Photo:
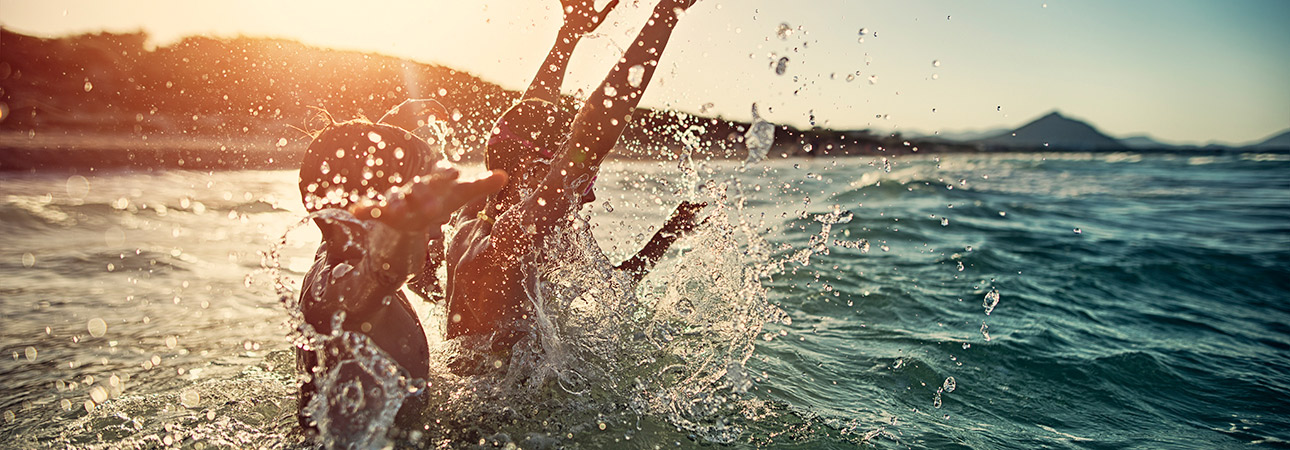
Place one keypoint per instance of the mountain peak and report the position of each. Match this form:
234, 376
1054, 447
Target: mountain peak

==

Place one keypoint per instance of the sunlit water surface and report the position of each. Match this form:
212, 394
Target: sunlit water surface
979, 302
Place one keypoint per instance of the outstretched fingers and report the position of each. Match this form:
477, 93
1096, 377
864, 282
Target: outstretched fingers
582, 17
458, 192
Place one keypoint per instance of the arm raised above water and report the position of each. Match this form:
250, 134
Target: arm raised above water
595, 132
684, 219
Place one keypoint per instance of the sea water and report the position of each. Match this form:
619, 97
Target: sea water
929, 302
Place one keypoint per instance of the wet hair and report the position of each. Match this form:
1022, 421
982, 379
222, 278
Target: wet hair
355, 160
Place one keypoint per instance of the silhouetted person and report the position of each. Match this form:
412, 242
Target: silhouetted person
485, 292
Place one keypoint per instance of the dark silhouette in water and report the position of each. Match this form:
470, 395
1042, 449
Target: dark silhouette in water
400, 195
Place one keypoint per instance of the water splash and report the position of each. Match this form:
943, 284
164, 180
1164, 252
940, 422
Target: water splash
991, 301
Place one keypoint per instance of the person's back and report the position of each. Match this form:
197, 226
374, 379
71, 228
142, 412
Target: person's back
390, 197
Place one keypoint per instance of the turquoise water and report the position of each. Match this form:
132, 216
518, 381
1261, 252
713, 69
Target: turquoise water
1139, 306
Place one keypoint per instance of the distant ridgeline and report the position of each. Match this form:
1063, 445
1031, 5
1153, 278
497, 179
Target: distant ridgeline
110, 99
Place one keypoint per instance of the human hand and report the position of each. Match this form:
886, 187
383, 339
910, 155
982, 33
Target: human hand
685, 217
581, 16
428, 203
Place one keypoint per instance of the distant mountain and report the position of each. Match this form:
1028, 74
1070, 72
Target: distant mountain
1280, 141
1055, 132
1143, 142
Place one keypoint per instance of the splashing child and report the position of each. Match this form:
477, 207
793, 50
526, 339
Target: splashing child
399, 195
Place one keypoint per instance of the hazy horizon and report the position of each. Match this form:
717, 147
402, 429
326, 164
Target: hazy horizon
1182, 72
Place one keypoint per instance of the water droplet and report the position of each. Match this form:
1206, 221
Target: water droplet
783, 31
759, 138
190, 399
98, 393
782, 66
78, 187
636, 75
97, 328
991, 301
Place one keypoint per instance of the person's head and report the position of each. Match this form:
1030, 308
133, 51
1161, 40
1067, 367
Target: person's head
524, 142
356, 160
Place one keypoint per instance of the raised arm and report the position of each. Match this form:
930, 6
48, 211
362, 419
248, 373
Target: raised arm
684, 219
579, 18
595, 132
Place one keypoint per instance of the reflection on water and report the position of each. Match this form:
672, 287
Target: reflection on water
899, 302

▸ YOUR GOAL:
In the data above, which lines lie between the line with "Place one keypoint per instance of the outstretched" and the line with "Place one keypoint per instance of the arm", inclusive? Print those lines exactly and nothing else.

▸ RESPONSE AREA:
Place one keypoint per instance of the outstretched fingers and report the position of each. Match this form:
477, 93
1096, 377
864, 282
Target: outstretched fingers
582, 17
458, 192
Place one keypoint per instance of the arm raised above water and report the position of each. Match this form:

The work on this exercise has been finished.